** Opening Input records block **

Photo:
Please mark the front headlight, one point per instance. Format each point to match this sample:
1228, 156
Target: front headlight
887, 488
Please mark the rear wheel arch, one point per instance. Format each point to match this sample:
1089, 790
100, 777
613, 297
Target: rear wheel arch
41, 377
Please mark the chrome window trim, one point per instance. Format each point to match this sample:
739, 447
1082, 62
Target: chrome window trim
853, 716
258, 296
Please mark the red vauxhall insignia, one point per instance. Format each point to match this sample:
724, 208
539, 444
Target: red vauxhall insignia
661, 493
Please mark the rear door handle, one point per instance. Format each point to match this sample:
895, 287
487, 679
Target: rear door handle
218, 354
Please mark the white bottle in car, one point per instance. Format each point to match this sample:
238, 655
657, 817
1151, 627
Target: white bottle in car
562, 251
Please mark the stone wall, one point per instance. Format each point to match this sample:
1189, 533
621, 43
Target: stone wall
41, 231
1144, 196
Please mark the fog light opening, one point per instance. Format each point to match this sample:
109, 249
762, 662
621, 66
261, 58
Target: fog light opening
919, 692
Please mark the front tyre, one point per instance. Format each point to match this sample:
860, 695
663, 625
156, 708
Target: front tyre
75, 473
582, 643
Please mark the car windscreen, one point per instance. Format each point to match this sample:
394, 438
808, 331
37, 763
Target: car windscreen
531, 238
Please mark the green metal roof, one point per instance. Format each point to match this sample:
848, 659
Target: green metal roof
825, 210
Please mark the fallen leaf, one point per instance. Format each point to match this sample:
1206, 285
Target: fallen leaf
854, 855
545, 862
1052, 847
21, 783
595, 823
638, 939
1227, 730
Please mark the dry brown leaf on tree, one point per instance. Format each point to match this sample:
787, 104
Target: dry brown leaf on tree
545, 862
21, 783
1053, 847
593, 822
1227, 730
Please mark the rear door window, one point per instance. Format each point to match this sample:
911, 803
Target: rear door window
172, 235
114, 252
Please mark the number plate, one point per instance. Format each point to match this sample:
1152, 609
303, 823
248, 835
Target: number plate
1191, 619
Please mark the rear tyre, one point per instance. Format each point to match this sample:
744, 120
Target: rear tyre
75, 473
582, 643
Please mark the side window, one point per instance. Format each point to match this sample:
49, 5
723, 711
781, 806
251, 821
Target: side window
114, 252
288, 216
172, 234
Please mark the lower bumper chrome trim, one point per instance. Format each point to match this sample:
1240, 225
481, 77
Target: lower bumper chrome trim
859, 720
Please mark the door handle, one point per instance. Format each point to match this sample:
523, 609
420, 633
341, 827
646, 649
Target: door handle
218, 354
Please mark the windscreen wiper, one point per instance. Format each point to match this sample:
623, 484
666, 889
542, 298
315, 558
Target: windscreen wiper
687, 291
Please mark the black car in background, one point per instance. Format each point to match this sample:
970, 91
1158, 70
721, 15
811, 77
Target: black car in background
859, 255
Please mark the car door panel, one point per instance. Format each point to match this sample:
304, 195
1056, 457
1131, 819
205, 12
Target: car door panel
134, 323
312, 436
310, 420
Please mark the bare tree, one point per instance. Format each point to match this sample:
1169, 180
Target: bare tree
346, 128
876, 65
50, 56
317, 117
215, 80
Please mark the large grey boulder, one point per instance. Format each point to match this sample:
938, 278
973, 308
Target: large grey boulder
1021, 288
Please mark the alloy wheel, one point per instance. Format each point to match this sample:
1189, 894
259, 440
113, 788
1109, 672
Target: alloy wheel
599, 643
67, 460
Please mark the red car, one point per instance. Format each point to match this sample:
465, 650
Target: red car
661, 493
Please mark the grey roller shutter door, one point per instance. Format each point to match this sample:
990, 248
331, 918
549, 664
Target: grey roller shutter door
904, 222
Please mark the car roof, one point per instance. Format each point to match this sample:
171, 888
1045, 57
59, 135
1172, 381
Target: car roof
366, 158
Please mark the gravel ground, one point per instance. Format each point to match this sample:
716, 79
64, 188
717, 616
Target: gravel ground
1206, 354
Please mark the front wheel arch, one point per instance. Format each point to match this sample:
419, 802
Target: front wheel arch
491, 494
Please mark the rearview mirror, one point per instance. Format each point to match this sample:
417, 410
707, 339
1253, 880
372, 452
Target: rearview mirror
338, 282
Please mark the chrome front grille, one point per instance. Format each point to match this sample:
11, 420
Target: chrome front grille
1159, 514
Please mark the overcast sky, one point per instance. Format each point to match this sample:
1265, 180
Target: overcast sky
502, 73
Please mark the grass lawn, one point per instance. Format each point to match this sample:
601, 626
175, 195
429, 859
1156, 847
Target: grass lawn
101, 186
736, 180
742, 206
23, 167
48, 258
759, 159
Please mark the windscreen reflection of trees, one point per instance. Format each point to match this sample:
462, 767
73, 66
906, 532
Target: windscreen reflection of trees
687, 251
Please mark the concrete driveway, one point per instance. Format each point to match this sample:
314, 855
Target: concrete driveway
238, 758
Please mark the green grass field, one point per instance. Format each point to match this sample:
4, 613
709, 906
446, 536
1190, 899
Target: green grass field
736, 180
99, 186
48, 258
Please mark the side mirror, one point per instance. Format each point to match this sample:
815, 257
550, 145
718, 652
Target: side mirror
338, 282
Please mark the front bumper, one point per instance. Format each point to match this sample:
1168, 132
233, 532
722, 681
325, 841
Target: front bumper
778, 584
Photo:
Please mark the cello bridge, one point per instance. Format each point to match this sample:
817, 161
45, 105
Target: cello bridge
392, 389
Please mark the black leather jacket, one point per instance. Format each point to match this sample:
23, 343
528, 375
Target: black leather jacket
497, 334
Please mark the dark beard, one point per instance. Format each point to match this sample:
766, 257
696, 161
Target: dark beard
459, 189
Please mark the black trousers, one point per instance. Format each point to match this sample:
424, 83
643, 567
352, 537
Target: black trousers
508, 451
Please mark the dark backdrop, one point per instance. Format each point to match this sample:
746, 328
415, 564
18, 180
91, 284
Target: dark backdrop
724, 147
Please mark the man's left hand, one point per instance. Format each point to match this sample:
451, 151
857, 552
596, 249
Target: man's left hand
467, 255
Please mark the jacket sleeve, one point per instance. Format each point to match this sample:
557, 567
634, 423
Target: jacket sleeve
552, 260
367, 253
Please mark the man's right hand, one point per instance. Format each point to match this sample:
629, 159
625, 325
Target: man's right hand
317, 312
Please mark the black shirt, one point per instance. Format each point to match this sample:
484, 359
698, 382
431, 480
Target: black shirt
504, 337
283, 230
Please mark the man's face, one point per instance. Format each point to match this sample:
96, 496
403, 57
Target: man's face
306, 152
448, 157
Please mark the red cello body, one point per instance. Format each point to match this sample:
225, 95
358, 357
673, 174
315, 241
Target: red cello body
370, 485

** Closing Input records block **

Your task: Return the records in their entirety. Keep every character as it is.

Task result:
Photo:
Please mark the front headlight, one point per instance. Format each point to match this sample:
1228, 156
Target: front headlight
887, 488
Please mark the rear wheel arch, one point per instance. Format each point to match this sample:
1089, 790
100, 777
613, 297
Target: rear wheel arch
41, 377
Please mark the chrome window trim, one point per instance. Format each point to match this sample:
739, 447
1082, 62
Target: chrome window trim
853, 716
258, 296
Please mark the red vauxhall insignia, one point per instance. Format each point to match this sample:
724, 208
539, 444
Target: red vauxhall insignia
661, 493
Please mark the rear door handle, one point per instance. Format each point to match this sample:
895, 287
487, 679
Target: rear door handle
218, 354
Please mark the white bottle in car, one point per instance. Format each point to match this sample:
238, 655
657, 817
1151, 627
Target: white bottle in car
562, 251
Please mark the stone wall, one point per instance. Format each point to match this sample:
1189, 533
621, 43
Target: stone wall
41, 231
1144, 196
Please mark the fog light opening, one point per instance. Format each point to match this sample:
109, 249
762, 662
621, 66
261, 58
Target: fog light opening
919, 692
Please mark the front tyre, one point per instance. Format each point to match this sample:
860, 695
663, 625
156, 708
Target: front tyre
75, 473
582, 643
Please mark the car windscreen, one point per instance. Format each point to match this sample:
394, 438
808, 331
37, 763
Target: car windscreen
531, 238
Please mark the green metal roof, one point per instance. Format each point to match this sample:
848, 659
Target: green metal roof
825, 210
Please mark the fallen leaf, one point per instance. Format each point to match this sample:
1206, 285
Target: fallen leaf
854, 855
545, 862
1052, 847
21, 783
595, 823
638, 939
1227, 730
Please mark the dry brown leaf on tree, one point per instance. Format each point to match this sample:
787, 104
Target: dry brown leaf on tree
545, 862
21, 783
1053, 847
593, 822
1227, 730
Please mark the rear door window, one point per instance. Format each point to match this sample:
911, 803
Target: rear door window
172, 235
114, 252
Please mark the number plate, one point per instance. Format each point to match this sample:
1152, 609
303, 823
248, 835
Target: number plate
1191, 619
Please mark the rear tyre, one point per instance. Format each point to match this sample:
744, 120
Target: rear tyre
75, 473
582, 643
Please mark the side window, one point per instance. Format each point to match this sample:
49, 5
723, 711
781, 806
251, 821
Target: side window
114, 252
288, 216
172, 234
Please mark the lower bumper chrome trim, one point per instance. Format each point to match this sample:
1240, 225
481, 77
Target: lower bumper chrome trim
859, 720
Please mark the door handle, one point per instance. Format each point to match this sample:
523, 609
420, 633
341, 827
646, 649
Target: door handle
218, 354
Please mark the windscreen wiper, one point per instance. Format each point to match this sample:
623, 484
666, 889
542, 298
315, 558
Target: windscreen wiper
687, 291
Please mark the black car in background, one point per instance. Format each point to match this sample:
970, 91
1158, 70
721, 15
811, 77
Target: black car in background
859, 255
Please mark the car door panel, one point per instance. Format each point to match this sample:
304, 195
1056, 457
1131, 819
205, 12
Target: car door panel
134, 323
312, 436
310, 420
Please mark the bare tree, one point per instance. Format each point to match this sample:
1169, 180
Target: bare tree
346, 128
876, 65
50, 56
317, 117
215, 80
Please mark the large grey boulder, one point per instance. Format each point to match this sample:
938, 278
973, 308
Target: large grey boulder
1021, 288
Please mark the alloy wheel, one point per instance. Format each point to match this sample:
1189, 894
259, 440
113, 788
1109, 672
Target: alloy wheel
599, 643
67, 460
Please mark the red car, one point per instance. Format each point to match this sample:
465, 650
Target: red car
661, 493
Please mark the grey roller shutter door, one point per instance. Format each point to match this sample:
990, 248
331, 918
549, 664
Target: grey roller shutter door
904, 222
Please mark the car roof, one point per instance. Format each point to match this sample:
171, 888
1045, 57
59, 135
1172, 381
Target: car roof
366, 158
Please mark the gravel ground, one point per instance. Format each point to match this sample:
716, 79
64, 188
717, 616
Target: gravel ground
1206, 354
Please mark the front wheel arch, one point per instance. Format each point to match this sample:
419, 802
Target: front wheel arch
491, 494
Please mark the rearview mirror, one point per instance. Format each point to match this sample:
417, 410
707, 339
1253, 880
372, 452
Target: rearview mirror
338, 282
Please mark the chrome front grille, one point per instance. Format each point to match this sample:
11, 420
Target: chrome front grille
1159, 514
Please mark the overcast sky, one point per instance. Format each point to match this sample:
1265, 180
Target: overcast sky
502, 73
Please mark the grass lawn, one point per instance. Format each point to match this sample:
601, 626
175, 195
429, 859
1156, 847
Target: grass lawn
101, 186
736, 180
742, 206
23, 167
48, 258
759, 159
Please mark the windscreen reflection of trees, one point per instance. Format each point to match this sample:
462, 767
73, 66
906, 532
Target: windscreen reflection of trees
687, 251
Please mark the concrete driveway, one point per instance. Format each point to match this sample:
314, 855
Target: concrete driveway
238, 758
Please mark the green grass field, one point per instance. Format each point to match this sample:
4, 613
709, 906
446, 536
1190, 899
Target: green grass field
736, 180
99, 186
48, 258
Please mark the side mirror, one point per instance. Format each point to match this sample:
815, 257
550, 145
718, 652
Target: side mirror
338, 282
Please mark the front bumper, one point per instance. Format each point to match this sample:
1168, 132
233, 532
722, 681
325, 841
Target: front bumper
778, 584
Photo:
Please mark the cello bridge, one point per instance. Format each point to match this sample:
817, 161
45, 105
Target: cello bridge
392, 389
Please mark the black leather jacket, one point per instance. Format each point to match this sample:
23, 343
528, 375
Target: black leather jacket
497, 334
Please mark the dark beard, one point per instance. Format each point to match this sample:
766, 257
696, 161
Target: dark beard
459, 189
Please mark the black trousers, one point per instance. Format each point to match this sample:
424, 83
643, 567
352, 537
Target: black trousers
508, 451
Please mark the dark backdrop, one point per instance. Format each point to match this sample:
746, 328
415, 564
18, 180
91, 284
Target: dark backdrop
724, 147
Please mark the man's left hand, one point per instance. Format each point to match this sample:
451, 151
857, 552
596, 249
Target: man's left hand
467, 255
Please mark the jacket sleeve, one point per instance. Format each point to match this sample:
557, 567
634, 423
Target: jacket sleeve
552, 260
367, 253
Please mark the man's right hand, one point per instance. Format each point to match this sample:
629, 159
625, 325
Target: man's right hand
317, 312
Please mark the black shirt, one point per instance. Format each point to match this sample:
484, 359
698, 382
431, 480
Target: black shirt
504, 337
283, 230
Please mark the man's face, one point per instance. Format each point to match this sample:
96, 496
403, 57
Target: man's face
306, 152
448, 157
Please mark the red cello body, one point per instance. Format each point to match this sample:
225, 95
358, 357
673, 174
315, 241
Target: red cello body
370, 485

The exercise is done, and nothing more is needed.